• [任务目标 1]:
请把下文中以“现实生活中,人们对金钱的崇拜”开头的那一段改写得更简短,并保留其主要事实。

• [摘录文本]:
公民是指具有一国国籍,并根据该国法律规定享有权利和承担义务的人,本文指一切依法享有参与国家政治生活权利的社会成员。公民价值观态势是指社会成员基于自己价值观在面对或处理各种矛盾、冲突及关系时所持的基本价值立场、态度价值倾向。异化是指人本身的创造物与人分离,成为一种外在的异已力量与人相对立,并使人的意识和活动从属于它。马克思在《手稿》中正式提出“劳动异化理论”,提出异化劳动的四个规定——劳动产品与劳动者异化、劳动行为与劳动者的异化、人类本质的异化及人和人的异化。当前,公民价值观态势发生了异变,本文期望通过马克思异化理论可以找寻出中国公民价值态势观异变的表现和归因。

一、公民价值观异变的表现

(一)金钱的崇拜:万能的一般等价物

现实生活中,人们对金钱的崇拜,对财富的炫耀有些痴迷,从抑制、批判、抵抗演变成麻木、默然、包容,进而转变为附和、向往和张扬,这是导致价值观危机最真实的情景再现。一些人表现出没有责任感,对国家、民族前途命运漠视,社会担当缺失,把金钱作为人生的永恒追求,对私有财产的关注度空前高涨,为了个人利益忽视对他人权利的尊重,出现人的类本质异化。众所周知,金钱作为商品交换的流通物本身并不具有价值,但某些人乐衷于成为金钱的奴隶。大多数人承认,当今社会人们对金钱的崇拜已经形成一股不可逆转的洪流,让众人为之疯狂。于是,利益和金钱在人们心中的比重一天天增涨,犹如洪水般猛烈冲击着人们奉守多年的诸如道德、伦理、知识等价值堤岸,拜金主义已然成为席卷我们生活方方面面的巨浪。

• [给定记录]:

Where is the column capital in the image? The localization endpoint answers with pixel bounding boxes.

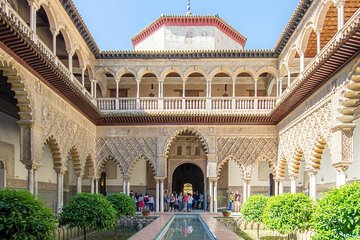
[154,177,166,181]
[332,162,351,173]
[331,123,356,133]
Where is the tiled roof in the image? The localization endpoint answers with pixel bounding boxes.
[60,0,313,58]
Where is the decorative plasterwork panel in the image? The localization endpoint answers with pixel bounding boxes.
[278,100,332,174]
[96,137,157,174]
[217,137,277,175]
[42,105,95,168]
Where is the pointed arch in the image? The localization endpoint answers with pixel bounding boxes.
[233,67,256,79]
[95,155,124,178]
[314,0,334,29]
[136,67,159,80]
[82,154,95,179]
[340,58,360,123]
[288,148,304,177]
[126,155,156,176]
[70,146,81,176]
[255,153,276,174]
[184,67,207,81]
[159,67,183,81]
[164,127,209,156]
[299,22,315,52]
[0,60,33,121]
[209,67,234,80]
[114,68,137,80]
[309,137,327,171]
[40,1,58,31]
[216,155,242,176]
[255,66,279,79]
[59,25,72,52]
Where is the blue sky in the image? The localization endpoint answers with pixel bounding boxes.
[73,0,299,50]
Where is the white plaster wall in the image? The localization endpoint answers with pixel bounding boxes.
[38,145,56,183]
[135,27,165,51]
[0,112,27,180]
[316,148,336,184]
[135,26,243,50]
[346,118,360,181]
[130,160,147,188]
[228,161,244,186]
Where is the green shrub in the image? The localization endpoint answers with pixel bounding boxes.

• [任务目标 2]:
请逐字转录上方记录中从开头直到包含“[42,105,95,168]”的那一行为止的部分,两端都包括在内。答案中不要包含图片。

• [书面回答 1]:
现实生活中,人们对金钱的崇拜和对财富的炫耀,已从抑制、批判、抵抗变为麻木、默然、包容,进而转为附和、向往和张扬。这是导致价值观危机最真实的情景再现。一些人缺乏责任感,漠视国家和民族的前途命运,缺少社会担当。他们把金钱当作人生的永恒追求,对私有财产空前关注,为个人利益而忽视对他人权利的尊重,出现了人的类本质异化。金钱作为商品交换的流通物,本身并不具有价值,但某些人乐于成为金钱的奴隶。大多数人承认,对金钱的崇拜已形成一股不可逆转的洪流。利益和金钱在人们心中的比重日益增长,猛烈冲击着道德、伦理、知识等价值堤岸,拜金主义已成为席卷生活方方面面的巨浪。

• [书面回答 2]:
Where is the column capital in the image? The localization endpoint answers with pixel bounding boxes.

[154,177,166,181]
[332,162,351,173]
[331,123,356,133]
Where is the tiled roof in the image? The localization endpoint answers with pixel bounding boxes.
[60,0,313,58]
Where is the decorative plasterwork panel in the image? The localization endpoint answers with pixel bounding boxes.
[278,100,332,174]
[96,137,157,174]
[217,137,277,175]
[42,105,95,168]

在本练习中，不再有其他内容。